**Text block**
• • • • • • •

Tuesday 1 January 2013

My Top Ten Films of 2012

To my shame, I never managed to see a good few films that have been critically acclaimed as some of the best of 2012.  To name but a few, Rust and Bone, Life of Pi, Silver Linings Playbook and Sightseers likely belong on this list, but as it stands this is my personal opinion of what were the best films of the year.  It has been a pretty spectacular year for films, with even the majority of the over-hyped blockbusters managing to deliver.  There were the inevitable waves of dross and disappointments (I'll get to those) but here are my favourites.  Feel free to tell me I'm wrong.

Avengers Assemble
Joss Whedon, would you believe, knows how to make a comic book movie.  While his ability to handle ensemble casts was never in doubt (having already proven his worth with Buffy, Angel and Firefly), his being chosen to solely handle an event film with five years of anticipation and expectation possibly was.  Lo and behold, the director expertly handled his inhereted super-divas and gave us an unexpected show-stealer in Mark Ruffalo's Hulk.  Far and away the most fun action-adventure film in years.  The future of Marvel Studios is a promising one.

• • • • • • •

**Stored rows**

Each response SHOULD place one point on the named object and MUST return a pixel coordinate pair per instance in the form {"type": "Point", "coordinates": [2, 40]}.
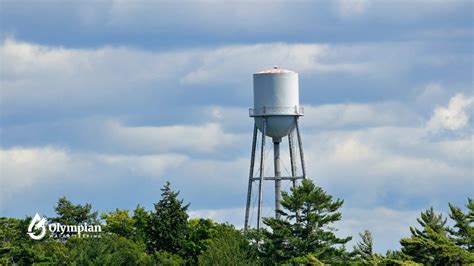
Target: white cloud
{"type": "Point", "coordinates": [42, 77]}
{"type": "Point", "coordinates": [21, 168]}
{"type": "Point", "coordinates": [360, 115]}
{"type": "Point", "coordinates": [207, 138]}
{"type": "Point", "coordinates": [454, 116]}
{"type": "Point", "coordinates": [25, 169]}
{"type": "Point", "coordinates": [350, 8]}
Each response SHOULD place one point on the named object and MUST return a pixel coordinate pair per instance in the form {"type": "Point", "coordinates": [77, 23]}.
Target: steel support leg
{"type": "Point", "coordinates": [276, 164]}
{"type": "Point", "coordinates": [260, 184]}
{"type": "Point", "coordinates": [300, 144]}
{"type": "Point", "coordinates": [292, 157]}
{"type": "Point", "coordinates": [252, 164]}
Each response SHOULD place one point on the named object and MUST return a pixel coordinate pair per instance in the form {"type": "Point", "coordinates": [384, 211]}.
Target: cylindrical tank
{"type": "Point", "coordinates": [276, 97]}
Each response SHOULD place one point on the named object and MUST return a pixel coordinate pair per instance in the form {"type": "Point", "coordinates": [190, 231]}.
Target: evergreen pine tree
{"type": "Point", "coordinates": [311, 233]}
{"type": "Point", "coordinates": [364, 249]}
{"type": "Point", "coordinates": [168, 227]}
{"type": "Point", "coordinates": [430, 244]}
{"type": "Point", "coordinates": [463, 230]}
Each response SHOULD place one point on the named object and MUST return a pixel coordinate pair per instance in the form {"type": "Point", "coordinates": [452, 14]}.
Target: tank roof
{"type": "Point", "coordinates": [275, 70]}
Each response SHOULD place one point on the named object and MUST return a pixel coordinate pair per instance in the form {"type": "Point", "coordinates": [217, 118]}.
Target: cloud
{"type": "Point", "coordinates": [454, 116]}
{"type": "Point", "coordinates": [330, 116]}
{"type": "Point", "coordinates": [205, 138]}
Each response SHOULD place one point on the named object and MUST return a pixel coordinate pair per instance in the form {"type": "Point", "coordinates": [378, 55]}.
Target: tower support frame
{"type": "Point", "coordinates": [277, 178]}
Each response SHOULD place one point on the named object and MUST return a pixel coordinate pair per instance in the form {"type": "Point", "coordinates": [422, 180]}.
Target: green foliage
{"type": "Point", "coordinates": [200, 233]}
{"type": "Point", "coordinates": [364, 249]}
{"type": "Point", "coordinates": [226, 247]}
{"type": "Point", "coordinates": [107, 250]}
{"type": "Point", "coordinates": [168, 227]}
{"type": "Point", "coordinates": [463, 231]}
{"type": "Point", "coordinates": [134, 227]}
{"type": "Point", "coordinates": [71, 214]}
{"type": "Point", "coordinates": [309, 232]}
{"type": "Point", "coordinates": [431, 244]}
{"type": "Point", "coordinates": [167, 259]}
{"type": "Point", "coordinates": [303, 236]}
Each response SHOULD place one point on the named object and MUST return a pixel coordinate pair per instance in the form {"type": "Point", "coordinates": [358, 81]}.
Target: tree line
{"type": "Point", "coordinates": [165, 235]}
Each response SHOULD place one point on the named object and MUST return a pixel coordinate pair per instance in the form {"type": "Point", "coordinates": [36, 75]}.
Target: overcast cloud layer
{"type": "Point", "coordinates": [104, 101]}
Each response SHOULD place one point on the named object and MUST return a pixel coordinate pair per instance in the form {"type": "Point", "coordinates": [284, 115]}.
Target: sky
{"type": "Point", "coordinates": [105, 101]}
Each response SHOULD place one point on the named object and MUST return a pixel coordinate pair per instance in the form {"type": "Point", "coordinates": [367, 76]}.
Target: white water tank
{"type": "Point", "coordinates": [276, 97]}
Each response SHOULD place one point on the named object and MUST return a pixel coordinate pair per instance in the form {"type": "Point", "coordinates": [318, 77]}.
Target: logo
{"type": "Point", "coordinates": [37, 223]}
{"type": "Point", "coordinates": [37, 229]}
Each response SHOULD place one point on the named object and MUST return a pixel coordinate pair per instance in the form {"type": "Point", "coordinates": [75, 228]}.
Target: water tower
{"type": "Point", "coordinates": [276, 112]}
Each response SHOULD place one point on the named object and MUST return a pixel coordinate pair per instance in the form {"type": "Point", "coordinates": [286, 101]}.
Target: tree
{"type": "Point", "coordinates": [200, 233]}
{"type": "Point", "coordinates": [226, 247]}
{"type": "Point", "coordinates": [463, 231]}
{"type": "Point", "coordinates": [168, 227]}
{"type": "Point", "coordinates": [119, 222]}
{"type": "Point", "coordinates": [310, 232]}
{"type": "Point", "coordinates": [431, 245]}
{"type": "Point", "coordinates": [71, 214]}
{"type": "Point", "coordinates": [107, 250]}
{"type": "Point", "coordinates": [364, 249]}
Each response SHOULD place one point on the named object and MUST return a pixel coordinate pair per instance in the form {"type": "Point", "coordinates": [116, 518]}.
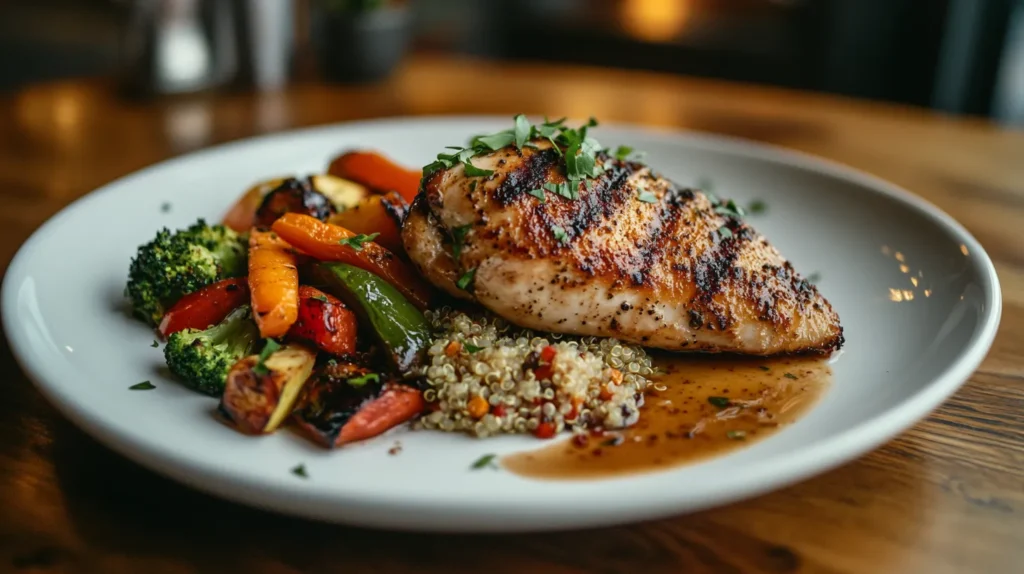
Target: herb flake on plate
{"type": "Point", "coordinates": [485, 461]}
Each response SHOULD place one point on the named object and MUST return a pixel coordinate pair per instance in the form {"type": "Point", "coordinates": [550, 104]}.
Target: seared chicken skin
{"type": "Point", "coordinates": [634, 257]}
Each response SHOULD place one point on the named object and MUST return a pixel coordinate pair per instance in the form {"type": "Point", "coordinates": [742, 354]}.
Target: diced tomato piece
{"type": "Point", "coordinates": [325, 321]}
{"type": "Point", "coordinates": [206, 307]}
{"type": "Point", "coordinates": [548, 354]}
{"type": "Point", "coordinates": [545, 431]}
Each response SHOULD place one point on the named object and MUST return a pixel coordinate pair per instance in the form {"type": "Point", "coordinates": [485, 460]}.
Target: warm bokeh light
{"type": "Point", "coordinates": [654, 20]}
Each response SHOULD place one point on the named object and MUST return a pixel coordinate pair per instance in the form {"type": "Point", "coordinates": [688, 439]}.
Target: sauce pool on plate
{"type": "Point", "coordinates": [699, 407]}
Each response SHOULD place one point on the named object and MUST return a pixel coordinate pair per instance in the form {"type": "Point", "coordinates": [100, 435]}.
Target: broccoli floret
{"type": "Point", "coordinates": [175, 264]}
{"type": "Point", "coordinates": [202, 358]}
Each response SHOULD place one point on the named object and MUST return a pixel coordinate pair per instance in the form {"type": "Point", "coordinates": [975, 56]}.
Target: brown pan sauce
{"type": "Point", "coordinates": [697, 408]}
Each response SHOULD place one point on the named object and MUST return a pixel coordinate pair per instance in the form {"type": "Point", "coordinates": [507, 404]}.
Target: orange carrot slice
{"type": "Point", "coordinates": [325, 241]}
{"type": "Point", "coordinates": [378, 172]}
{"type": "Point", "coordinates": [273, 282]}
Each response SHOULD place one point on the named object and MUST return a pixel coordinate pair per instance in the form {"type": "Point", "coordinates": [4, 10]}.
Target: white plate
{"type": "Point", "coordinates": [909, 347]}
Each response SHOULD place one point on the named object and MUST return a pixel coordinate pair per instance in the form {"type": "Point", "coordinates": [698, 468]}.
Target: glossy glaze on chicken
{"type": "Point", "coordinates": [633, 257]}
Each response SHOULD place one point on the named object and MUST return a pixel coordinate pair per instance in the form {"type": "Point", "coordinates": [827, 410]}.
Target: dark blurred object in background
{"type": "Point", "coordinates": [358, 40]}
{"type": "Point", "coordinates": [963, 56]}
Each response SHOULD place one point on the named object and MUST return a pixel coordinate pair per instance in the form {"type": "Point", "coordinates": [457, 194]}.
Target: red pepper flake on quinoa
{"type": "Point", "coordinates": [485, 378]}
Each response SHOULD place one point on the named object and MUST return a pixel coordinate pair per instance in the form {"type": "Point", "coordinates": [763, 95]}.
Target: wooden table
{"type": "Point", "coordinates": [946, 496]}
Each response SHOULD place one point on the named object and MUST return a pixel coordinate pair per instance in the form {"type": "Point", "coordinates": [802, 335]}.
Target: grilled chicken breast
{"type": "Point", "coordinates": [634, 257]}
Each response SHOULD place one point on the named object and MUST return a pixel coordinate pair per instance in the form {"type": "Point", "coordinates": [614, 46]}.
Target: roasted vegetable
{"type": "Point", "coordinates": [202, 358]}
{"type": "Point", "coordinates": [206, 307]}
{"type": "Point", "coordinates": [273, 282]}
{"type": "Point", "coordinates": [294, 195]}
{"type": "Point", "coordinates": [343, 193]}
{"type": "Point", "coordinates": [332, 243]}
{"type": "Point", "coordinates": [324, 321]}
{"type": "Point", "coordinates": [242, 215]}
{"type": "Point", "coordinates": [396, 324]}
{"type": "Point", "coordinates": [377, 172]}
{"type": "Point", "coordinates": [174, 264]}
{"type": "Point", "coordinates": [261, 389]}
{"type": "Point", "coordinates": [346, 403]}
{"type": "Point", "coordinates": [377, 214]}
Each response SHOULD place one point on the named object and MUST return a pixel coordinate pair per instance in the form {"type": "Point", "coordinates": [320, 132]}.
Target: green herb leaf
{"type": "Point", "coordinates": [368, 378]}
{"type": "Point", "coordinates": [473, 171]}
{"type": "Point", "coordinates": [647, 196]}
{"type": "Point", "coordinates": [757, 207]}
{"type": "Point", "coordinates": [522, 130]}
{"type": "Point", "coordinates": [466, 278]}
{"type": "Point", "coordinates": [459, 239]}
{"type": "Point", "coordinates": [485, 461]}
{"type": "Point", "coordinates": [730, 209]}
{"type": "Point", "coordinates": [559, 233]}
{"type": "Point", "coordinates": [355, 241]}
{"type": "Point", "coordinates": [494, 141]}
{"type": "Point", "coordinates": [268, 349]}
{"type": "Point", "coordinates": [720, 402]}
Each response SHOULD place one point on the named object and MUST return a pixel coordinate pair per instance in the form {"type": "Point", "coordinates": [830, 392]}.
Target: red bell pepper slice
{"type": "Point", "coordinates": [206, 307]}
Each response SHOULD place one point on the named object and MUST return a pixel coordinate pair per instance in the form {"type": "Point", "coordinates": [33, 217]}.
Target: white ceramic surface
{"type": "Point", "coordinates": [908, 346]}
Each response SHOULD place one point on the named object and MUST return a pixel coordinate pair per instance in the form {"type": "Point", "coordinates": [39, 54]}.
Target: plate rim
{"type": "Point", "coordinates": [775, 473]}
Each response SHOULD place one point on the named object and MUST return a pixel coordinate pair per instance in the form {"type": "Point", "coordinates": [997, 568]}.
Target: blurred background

• • • • • • •

**What is needed**
Pick up the blog post ranking the best films of 2012 right after its last sentence and continue it.

**Answer to the problem**
The Dark Knight Rises
Chris Nolan's Bat-trilogy closer has been met with some criticism (mostly regarding the film's length, myriad plot-holes and Tom Hardy's near-inaudible Bane voice), but TDKR wonderfully rounds off the greatest trilogy of the century with a sprawling, unrelenting tale of class war, mob rule and the most brutal Bat-foe yet.  Furthermore, Anne Hathaway's welcome turn as Catwoman gave an essential light-heartedness that the bulk of the series had yet to see.

Looper
The adequately covered (to say the least) time-travel genre gets the indie touch as Bruce Willis is sent back in time to be disposed of by young Bruce Willis (A prosthetic-nosed Joseph Gordon-Levitt, fresh from his star turn in TDKR).  There is a genuinely fresh touch to the familiar paradox material with inevitable nods toward genre classics The Terminator and Twelve Monkeys, but what really elevates Looper are its central performances, whether it be Levitt's startlingly convincing impression of Willis, or the refreshing second-act arrival of Emily Blunt in one of her best and most fun roles to date.  Riann Johnson's sci fi thriller is not without its shock factor, either.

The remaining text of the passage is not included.